■ Work task ■
After finding the line with "Query: wooden table" in the data below, set down exactly each line through the one with "The service MUST place a point on the wooden serving", inclusive, and stop there.

(Natural-language object grounding data)

::::::::

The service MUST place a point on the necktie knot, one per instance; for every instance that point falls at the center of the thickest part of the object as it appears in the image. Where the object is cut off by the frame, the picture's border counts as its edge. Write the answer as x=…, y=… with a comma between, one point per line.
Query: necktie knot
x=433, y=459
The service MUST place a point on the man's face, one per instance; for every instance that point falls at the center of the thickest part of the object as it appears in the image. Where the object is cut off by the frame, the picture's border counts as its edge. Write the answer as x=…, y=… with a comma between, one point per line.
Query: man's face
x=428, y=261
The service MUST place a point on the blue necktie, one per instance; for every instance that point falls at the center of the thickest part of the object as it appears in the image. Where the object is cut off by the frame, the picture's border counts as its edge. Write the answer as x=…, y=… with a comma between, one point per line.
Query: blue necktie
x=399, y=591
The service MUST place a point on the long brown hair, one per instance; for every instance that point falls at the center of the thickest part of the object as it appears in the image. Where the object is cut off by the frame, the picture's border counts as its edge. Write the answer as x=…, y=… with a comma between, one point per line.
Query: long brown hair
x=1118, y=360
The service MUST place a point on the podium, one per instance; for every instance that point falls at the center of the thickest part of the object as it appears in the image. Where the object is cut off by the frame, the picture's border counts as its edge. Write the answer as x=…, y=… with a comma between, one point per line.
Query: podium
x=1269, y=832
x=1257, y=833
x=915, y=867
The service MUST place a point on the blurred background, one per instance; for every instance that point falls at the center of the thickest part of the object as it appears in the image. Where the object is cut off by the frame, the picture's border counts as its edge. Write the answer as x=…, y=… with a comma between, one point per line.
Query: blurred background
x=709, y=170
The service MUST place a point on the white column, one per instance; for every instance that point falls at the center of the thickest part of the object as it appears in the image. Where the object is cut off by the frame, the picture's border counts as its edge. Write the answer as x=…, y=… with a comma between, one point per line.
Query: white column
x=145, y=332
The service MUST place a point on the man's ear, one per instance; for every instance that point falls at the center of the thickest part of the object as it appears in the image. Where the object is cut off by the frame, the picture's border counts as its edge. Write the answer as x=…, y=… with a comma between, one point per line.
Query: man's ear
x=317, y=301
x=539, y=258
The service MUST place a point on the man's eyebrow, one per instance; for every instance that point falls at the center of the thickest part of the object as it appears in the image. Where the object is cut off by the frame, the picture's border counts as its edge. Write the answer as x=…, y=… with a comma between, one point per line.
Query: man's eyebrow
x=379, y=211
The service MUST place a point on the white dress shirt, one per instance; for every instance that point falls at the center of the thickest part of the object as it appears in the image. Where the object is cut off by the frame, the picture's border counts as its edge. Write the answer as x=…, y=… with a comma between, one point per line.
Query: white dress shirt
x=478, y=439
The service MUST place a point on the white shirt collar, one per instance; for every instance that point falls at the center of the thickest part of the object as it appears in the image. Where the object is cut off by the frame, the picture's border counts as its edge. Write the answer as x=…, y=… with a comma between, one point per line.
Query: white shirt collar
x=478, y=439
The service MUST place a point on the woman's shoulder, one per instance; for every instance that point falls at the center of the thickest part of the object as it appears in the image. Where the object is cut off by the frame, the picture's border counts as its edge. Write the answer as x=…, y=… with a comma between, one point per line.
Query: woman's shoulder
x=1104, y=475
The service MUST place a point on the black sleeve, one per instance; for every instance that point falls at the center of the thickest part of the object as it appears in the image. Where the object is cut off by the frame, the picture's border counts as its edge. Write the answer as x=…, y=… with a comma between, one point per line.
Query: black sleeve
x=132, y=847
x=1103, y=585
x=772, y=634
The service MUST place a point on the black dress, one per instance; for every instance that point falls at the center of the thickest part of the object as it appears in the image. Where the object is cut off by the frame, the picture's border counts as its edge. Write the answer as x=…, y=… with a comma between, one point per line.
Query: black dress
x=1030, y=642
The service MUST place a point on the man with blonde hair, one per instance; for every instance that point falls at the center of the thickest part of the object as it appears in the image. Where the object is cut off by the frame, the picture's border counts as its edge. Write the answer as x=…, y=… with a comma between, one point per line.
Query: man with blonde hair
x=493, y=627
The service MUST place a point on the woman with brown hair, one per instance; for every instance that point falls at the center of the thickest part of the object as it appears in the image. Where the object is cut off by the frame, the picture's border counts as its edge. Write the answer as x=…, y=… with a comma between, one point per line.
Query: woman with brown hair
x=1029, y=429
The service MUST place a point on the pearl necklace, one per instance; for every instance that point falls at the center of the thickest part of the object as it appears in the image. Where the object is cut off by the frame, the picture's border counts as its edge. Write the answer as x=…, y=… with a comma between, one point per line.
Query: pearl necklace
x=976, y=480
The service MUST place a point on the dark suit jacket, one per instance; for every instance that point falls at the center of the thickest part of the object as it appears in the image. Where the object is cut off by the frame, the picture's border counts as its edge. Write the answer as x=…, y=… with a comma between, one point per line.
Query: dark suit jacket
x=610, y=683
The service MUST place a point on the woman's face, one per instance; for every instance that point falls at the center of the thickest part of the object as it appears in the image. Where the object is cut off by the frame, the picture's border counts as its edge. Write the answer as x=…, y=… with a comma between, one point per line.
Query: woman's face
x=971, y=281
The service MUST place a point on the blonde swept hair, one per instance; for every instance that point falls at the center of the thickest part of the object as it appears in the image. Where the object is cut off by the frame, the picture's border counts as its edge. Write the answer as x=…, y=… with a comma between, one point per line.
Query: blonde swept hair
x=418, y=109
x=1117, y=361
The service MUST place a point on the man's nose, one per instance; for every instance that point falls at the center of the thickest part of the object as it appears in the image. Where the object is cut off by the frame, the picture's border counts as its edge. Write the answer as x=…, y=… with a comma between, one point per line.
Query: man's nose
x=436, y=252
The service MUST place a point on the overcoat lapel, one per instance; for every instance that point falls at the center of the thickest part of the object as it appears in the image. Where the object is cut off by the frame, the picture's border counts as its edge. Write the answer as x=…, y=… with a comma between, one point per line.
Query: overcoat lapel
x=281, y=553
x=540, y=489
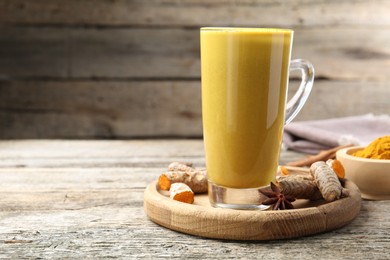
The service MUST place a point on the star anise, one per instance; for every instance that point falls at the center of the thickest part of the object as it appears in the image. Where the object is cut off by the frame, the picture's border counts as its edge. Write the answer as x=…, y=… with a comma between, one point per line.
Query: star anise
x=277, y=198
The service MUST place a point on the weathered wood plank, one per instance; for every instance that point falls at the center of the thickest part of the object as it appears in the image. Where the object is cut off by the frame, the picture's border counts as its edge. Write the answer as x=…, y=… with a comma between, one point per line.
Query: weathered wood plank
x=339, y=53
x=88, y=109
x=98, y=213
x=72, y=155
x=100, y=109
x=195, y=13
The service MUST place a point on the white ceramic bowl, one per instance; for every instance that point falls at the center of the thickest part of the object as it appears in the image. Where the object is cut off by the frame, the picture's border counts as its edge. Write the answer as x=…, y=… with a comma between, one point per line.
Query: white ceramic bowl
x=372, y=176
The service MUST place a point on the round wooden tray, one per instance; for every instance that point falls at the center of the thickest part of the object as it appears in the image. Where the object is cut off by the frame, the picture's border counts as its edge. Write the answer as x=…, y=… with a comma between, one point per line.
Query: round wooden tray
x=201, y=219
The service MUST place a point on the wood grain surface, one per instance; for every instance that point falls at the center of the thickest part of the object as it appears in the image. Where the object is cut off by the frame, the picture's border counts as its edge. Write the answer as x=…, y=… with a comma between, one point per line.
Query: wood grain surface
x=108, y=51
x=201, y=219
x=84, y=199
x=84, y=109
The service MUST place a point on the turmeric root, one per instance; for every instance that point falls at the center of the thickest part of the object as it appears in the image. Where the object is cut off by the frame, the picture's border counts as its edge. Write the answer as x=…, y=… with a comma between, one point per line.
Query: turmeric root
x=337, y=167
x=194, y=178
x=327, y=181
x=181, y=192
x=299, y=186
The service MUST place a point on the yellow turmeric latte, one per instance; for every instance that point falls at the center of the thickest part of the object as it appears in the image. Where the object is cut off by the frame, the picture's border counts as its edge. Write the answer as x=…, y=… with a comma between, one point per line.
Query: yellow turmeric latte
x=244, y=81
x=378, y=149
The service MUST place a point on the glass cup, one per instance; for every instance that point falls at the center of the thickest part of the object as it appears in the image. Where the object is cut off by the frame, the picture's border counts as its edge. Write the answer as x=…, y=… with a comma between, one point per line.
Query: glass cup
x=245, y=74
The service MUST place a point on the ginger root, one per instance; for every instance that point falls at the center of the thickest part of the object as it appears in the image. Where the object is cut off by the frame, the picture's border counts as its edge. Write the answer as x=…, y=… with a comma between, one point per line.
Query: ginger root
x=181, y=192
x=178, y=172
x=327, y=181
x=299, y=186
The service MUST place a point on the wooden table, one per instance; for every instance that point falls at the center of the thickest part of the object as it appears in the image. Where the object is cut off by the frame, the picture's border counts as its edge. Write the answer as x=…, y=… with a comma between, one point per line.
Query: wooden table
x=68, y=199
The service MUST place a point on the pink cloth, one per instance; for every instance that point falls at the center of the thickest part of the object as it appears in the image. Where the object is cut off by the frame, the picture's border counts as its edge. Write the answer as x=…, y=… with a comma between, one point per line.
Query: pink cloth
x=314, y=136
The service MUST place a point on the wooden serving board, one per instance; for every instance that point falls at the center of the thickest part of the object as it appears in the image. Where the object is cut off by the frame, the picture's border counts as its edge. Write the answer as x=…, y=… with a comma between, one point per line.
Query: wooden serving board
x=201, y=219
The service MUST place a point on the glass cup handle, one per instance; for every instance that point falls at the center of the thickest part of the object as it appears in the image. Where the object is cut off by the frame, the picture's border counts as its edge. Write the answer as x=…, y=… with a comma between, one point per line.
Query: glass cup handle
x=295, y=104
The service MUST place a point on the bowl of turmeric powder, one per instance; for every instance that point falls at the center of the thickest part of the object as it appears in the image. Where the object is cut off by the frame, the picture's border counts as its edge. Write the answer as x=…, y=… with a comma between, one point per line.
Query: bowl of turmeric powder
x=369, y=168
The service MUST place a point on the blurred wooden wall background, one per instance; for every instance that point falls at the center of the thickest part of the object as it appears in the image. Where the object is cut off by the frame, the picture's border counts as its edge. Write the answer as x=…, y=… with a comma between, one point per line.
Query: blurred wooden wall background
x=130, y=68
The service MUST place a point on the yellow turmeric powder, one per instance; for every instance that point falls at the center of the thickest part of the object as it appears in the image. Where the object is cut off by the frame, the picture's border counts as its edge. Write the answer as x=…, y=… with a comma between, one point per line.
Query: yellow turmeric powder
x=378, y=149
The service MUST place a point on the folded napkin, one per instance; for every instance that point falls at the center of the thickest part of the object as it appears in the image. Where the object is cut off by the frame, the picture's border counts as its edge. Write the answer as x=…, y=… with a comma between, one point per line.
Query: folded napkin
x=314, y=136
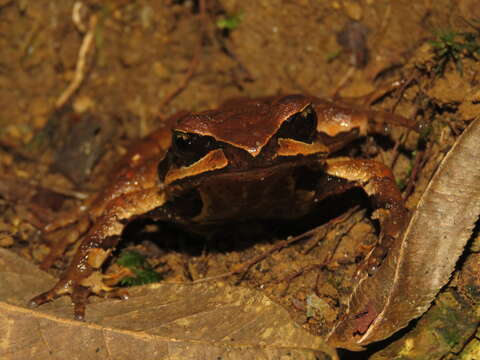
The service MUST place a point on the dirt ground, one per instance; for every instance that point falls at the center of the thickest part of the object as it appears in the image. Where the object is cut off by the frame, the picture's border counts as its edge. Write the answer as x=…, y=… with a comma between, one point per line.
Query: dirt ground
x=80, y=80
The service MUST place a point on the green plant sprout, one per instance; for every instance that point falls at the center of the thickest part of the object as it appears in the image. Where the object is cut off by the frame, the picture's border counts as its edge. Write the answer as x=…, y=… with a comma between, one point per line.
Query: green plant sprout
x=229, y=22
x=137, y=263
x=451, y=46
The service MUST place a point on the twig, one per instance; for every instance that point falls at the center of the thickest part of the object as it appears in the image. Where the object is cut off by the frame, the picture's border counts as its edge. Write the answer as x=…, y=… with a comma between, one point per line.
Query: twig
x=81, y=67
x=195, y=59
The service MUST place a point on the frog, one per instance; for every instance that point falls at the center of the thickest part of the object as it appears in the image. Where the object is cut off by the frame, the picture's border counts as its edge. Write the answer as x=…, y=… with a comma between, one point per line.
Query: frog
x=265, y=158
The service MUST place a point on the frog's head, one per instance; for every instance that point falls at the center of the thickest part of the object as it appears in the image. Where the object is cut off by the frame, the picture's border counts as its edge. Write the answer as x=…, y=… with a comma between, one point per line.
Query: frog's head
x=248, y=134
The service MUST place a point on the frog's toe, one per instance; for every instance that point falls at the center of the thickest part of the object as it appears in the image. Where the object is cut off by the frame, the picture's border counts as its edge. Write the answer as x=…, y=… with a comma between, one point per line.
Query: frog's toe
x=43, y=298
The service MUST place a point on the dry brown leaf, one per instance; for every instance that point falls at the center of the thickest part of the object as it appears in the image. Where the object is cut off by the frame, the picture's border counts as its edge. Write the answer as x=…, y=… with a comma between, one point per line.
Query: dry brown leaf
x=421, y=262
x=160, y=321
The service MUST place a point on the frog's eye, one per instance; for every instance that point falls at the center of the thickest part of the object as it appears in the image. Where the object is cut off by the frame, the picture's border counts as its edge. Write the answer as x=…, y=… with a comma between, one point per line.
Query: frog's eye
x=301, y=126
x=189, y=148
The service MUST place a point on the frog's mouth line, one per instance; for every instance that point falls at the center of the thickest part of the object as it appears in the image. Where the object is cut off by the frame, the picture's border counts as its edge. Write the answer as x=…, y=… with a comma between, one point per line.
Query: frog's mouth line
x=193, y=178
x=289, y=150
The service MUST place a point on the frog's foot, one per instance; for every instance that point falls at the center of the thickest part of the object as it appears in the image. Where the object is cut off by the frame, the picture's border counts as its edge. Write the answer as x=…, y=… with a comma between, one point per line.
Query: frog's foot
x=79, y=293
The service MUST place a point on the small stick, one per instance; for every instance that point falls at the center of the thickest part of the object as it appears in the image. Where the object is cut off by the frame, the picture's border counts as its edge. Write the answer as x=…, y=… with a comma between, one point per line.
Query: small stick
x=81, y=66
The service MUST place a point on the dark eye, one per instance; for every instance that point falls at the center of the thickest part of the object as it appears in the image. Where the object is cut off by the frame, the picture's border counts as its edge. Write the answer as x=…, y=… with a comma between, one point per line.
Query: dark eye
x=301, y=126
x=189, y=148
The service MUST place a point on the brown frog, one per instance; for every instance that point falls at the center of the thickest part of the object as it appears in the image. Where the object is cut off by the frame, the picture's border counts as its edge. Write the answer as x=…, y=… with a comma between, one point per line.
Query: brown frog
x=248, y=159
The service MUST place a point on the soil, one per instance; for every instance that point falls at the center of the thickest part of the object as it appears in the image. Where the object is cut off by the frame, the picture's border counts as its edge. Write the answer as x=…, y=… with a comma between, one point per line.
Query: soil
x=148, y=60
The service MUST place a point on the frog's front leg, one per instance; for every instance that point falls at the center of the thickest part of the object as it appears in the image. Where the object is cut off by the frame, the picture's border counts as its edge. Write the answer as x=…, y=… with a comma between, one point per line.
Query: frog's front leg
x=82, y=276
x=379, y=183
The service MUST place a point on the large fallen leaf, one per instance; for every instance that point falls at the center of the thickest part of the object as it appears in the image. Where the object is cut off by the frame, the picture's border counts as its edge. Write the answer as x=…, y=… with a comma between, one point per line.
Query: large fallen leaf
x=422, y=260
x=161, y=321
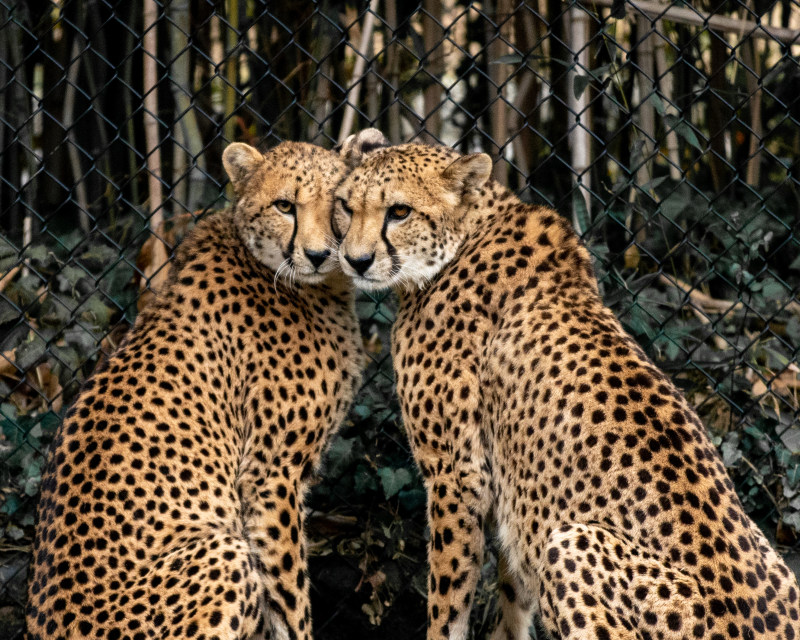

::::::::

■ Answer space ■
Query: wooden table
x=68, y=199
The service MUST place a point on the pink cloth, one per instance; for every instance that point falls at the center of the thickest part of the object as it appears in the image. Where the object is cut off by the frame, the picture's border counts as its edge. Write the answer as x=…, y=… with a comma between, one point per line.
Query: pink cloth
x=314, y=136
The service MUST place a point on the wooden serving board, one per instance; for every instance that point falls at the center of the thickest part of the object as it appears in the image. Where the object is cut off by the frame, the picture's border counts as its edge. Write the answer as x=…, y=… with a comma between, one point per line.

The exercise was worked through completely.